WORK ORDER
Reproduce, character for character, the entries from their opening line through the line with "label: white baseboard => bbox".

SOURCE MATERIAL

Start of Block

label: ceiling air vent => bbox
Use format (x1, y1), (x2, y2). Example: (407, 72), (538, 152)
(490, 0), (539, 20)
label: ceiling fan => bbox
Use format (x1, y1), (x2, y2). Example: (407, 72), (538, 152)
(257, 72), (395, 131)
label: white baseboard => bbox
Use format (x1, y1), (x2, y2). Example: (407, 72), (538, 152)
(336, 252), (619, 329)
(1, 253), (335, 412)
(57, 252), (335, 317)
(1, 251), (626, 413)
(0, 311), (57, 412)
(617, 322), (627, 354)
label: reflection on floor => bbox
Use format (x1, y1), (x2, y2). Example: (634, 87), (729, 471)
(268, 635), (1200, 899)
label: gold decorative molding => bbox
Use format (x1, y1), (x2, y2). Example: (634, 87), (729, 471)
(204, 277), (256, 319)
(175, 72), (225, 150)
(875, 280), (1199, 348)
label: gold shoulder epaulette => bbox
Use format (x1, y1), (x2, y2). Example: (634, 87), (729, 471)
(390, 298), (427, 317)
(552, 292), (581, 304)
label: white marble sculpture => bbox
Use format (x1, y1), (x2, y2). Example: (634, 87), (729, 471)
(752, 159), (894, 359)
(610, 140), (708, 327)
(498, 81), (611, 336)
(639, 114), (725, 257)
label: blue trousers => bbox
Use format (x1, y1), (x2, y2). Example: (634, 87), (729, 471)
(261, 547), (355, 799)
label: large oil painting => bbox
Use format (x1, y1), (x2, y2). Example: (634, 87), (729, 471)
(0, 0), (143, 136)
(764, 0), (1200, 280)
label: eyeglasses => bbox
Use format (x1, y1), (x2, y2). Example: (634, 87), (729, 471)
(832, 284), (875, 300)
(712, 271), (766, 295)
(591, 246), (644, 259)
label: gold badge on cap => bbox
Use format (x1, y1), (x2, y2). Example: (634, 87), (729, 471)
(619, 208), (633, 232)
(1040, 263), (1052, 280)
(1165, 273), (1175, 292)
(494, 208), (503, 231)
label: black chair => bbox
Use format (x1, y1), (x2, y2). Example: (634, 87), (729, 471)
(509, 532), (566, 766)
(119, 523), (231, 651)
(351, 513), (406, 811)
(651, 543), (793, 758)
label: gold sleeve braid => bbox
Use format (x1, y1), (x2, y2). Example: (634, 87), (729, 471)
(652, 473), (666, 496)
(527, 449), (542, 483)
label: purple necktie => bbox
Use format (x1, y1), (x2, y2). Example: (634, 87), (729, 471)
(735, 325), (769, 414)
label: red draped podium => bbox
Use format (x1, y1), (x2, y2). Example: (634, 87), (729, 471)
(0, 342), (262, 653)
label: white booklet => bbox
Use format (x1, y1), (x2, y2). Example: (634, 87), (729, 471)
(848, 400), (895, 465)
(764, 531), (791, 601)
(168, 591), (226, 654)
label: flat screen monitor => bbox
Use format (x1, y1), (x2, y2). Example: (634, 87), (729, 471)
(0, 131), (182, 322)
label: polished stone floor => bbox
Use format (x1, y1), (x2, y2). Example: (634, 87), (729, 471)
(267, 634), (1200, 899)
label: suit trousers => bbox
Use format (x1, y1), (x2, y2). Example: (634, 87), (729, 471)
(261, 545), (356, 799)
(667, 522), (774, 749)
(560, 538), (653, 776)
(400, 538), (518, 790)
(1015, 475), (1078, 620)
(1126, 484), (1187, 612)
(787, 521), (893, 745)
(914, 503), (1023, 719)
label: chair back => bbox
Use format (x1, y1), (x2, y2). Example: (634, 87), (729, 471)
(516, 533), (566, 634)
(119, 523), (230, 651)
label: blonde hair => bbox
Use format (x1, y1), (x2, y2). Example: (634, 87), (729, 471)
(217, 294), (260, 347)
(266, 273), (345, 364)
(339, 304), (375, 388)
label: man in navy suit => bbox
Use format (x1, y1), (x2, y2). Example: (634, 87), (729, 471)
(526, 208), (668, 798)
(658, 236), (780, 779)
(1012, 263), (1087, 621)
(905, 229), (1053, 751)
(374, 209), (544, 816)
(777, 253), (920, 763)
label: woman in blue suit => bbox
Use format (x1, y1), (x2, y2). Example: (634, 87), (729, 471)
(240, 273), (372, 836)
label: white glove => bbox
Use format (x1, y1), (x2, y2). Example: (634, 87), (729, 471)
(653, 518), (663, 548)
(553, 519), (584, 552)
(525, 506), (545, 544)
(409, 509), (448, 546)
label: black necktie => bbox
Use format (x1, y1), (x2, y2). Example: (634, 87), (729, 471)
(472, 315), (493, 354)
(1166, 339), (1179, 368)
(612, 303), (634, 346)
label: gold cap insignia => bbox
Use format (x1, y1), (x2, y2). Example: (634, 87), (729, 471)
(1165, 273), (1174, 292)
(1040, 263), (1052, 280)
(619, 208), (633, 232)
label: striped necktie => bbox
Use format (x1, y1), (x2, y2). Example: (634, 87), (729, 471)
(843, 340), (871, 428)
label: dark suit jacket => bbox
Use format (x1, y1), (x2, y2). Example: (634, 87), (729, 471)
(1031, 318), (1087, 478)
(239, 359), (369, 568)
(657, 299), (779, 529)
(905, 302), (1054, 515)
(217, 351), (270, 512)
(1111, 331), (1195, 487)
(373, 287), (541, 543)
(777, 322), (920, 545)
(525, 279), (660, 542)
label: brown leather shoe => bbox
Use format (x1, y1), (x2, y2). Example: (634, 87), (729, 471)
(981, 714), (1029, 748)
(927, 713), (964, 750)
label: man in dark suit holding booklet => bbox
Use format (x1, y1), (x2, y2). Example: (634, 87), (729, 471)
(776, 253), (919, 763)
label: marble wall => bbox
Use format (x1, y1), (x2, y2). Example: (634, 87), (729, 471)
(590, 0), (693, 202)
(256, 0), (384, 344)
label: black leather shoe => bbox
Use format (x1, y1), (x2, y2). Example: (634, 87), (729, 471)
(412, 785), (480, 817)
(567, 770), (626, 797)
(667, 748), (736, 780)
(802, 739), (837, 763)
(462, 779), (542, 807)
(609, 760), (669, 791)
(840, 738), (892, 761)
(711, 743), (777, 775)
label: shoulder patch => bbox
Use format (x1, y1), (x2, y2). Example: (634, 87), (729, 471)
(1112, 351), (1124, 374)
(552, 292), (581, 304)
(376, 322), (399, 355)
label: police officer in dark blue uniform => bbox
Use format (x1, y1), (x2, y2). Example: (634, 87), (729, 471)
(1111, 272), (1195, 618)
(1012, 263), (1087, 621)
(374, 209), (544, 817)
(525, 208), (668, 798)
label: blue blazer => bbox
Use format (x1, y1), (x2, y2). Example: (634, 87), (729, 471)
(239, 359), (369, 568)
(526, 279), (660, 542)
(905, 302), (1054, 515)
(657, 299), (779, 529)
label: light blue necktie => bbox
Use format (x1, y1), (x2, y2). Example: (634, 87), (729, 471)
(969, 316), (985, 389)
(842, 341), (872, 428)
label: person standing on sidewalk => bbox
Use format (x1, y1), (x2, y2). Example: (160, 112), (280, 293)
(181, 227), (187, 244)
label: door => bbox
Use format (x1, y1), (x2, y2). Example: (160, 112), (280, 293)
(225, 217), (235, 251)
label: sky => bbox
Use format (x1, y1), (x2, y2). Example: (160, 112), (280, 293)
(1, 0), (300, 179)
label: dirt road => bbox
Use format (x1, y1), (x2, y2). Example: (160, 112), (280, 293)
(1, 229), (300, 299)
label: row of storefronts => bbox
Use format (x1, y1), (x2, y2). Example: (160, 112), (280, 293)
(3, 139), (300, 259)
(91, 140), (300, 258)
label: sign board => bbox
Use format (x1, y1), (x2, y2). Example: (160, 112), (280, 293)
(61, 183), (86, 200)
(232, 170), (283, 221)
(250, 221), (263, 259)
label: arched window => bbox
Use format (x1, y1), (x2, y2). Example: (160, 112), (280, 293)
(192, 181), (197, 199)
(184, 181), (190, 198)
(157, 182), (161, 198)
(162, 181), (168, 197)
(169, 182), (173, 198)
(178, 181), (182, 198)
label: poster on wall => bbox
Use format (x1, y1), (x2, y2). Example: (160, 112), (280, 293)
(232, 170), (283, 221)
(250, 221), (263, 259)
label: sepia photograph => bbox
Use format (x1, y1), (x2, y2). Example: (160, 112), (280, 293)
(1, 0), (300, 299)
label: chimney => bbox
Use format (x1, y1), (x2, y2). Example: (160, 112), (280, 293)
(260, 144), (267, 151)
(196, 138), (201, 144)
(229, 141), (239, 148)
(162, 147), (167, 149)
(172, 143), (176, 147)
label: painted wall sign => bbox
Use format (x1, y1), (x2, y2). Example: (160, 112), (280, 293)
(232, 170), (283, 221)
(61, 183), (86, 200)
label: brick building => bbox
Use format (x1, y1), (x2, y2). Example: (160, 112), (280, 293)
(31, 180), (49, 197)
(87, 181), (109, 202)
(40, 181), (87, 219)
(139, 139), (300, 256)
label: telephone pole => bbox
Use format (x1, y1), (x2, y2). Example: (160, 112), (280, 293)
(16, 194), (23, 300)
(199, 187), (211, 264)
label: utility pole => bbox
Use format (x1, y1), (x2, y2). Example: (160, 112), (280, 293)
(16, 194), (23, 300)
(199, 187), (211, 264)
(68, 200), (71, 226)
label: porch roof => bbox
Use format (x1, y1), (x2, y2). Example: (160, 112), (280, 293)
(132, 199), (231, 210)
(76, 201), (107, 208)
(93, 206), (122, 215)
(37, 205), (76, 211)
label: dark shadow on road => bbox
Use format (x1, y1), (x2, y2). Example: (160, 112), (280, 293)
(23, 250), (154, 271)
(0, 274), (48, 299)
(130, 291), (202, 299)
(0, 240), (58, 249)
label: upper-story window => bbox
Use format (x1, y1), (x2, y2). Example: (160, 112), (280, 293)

End of Block

RESPONSE TO THE TASK
label: ceiling air vent => bbox
Use format (x1, y1), (x2, y2). Example: (407, 72), (538, 152)
(490, 0), (539, 20)
label: ceiling fan => bbox
Use format (x1, y1), (x2, y2). Example: (407, 72), (538, 152)
(257, 72), (395, 131)
label: white baseboard => bbox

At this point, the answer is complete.